“My clients received spam/phishing emails from my work email. What do I do?”
If a client has contacted you about a suspicious email sent from your account, take action immediately. It may be a warning signal that a hacker has not only gained access to your email account, but to your company’s network as well.
Your clients recognize and trust the messages they receive from you. That’s why hackers use your good name—it gets them past the usual IT defenses and straight to your clients’ data, often using phishing as their method of attack.
Download Phishing Email Examples
3 Symptoms Your Email Is Hacked & What to Do About It
While some hackers spoof email addresses (which requires no access to your actual email account), emails sent to your key contacts indicate a well-researched hack—especially when those emails include contextually accurate subject matter (e.g. You are an accountant and the hacker attached a phony invoice).
In summary, an attempt at phishing “in your name” is especially troubling because it could signify that your data has already been accessed by a hacker. This has huge implications for your company’s health and the sooner it is addressed, the better the outcome will be for your company’s reputation, security, and profitability.
Addressing a Small Issue Now Can Prevent a Major Issue Down the Road
A hacked email can be a symptom of cyber security weaknesses, but you aren’t the first to experience it and you won’t be the last. In fact, you could be one of the first among your competitors to adopt solid security practices.
Are you concerned you may have been hacked? Talk to an Corsica Technologies security advisor. Email ITsecurity@edts.com or call 1-855-411-3387 EXT 2.
EMAIL HACKED?
3 Symptoms & What to Do About It
1. People are receiving emails you didn’t send.
__________
- [WHAT THIS EXERCISE ASKS]:
- a) Reproduce the text about hacked email word for word, from "Addressing a Small" up to and including "1-855-411-3387 EXT 2.".
- b) Answer these questions from the text about hacked email:
(i) What method of attack do hackers often use to reach clients' data?
(ii) What does spoofing an email address not require?
(iii) What email address is given for reaching a security advisor?

Saved data entries:
__________
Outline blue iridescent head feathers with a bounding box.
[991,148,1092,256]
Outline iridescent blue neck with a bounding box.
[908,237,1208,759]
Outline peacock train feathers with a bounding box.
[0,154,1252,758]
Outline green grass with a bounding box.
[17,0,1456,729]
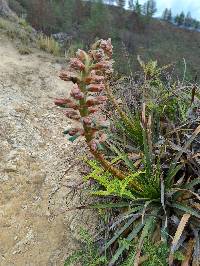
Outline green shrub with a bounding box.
[55,40,200,266]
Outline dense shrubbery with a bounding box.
[9,0,200,80]
[56,40,200,266]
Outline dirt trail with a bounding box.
[0,36,95,266]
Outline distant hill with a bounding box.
[9,0,200,79]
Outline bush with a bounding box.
[55,40,200,266]
[37,35,60,56]
[0,18,34,45]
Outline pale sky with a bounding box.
[133,0,200,20]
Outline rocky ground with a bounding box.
[0,35,95,266]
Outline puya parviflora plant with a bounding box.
[55,39,129,179]
[55,41,200,266]
[87,64,200,265]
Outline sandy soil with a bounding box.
[0,35,95,266]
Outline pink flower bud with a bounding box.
[93,61,112,71]
[70,58,85,71]
[99,39,113,57]
[59,71,78,83]
[70,84,84,100]
[83,117,92,126]
[87,83,105,92]
[68,128,84,136]
[90,49,105,62]
[76,49,88,62]
[88,106,99,114]
[99,133,107,143]
[54,98,75,108]
[65,110,80,120]
[85,74,105,83]
[86,98,97,107]
[88,140,98,151]
[96,96,108,104]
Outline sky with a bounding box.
[132,0,200,20]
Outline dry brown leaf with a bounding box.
[169,213,191,266]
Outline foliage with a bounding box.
[12,0,200,79]
[0,18,34,45]
[56,40,200,266]
[37,34,60,56]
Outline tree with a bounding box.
[117,0,126,8]
[167,8,172,22]
[129,0,142,15]
[143,0,157,17]
[81,0,110,44]
[184,12,193,27]
[175,11,185,26]
[162,8,168,20]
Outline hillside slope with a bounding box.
[0,35,94,266]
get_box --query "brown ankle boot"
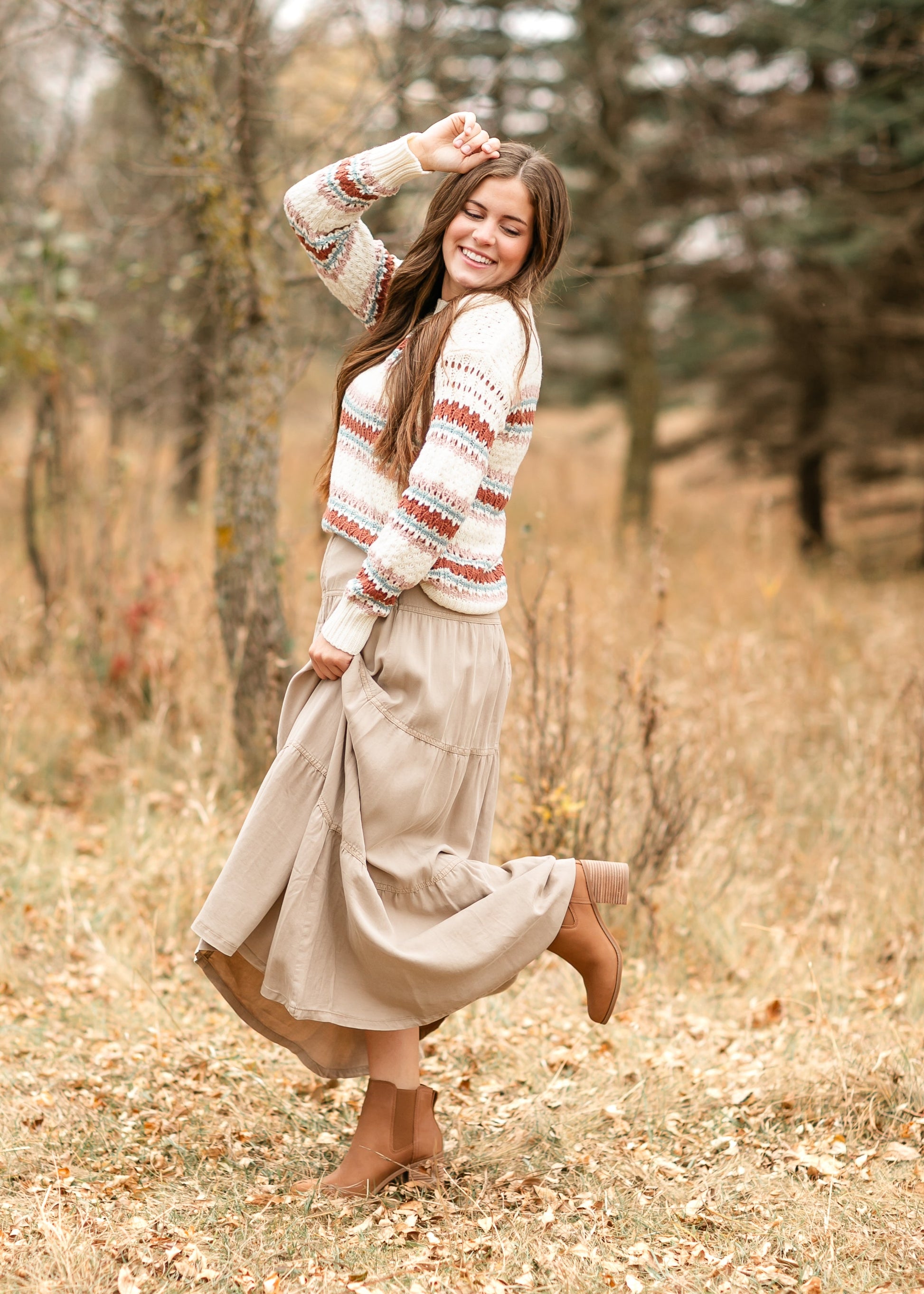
__________
- [YOUR WRITTEN ANSWERS]:
- a)
Addressing a Small Issue Now Can Prevent a Major Issue Down the Road
A hacked email can be a symptom of cyber security weaknesses, but you aren’t the first to experience it and you won’t be the last. In fact, you could be one of the first among your competitors to adopt solid security practices.
Are you concerned you may have been hacked? Talk to an Corsica Technologies security advisor. Email ITsecurity@edts.com or call 1-855-411-3387 EXT 2.

- b)
(i) Phishing.
(ii) Access to your actual email account.
(iii) ITsecurity@edts.com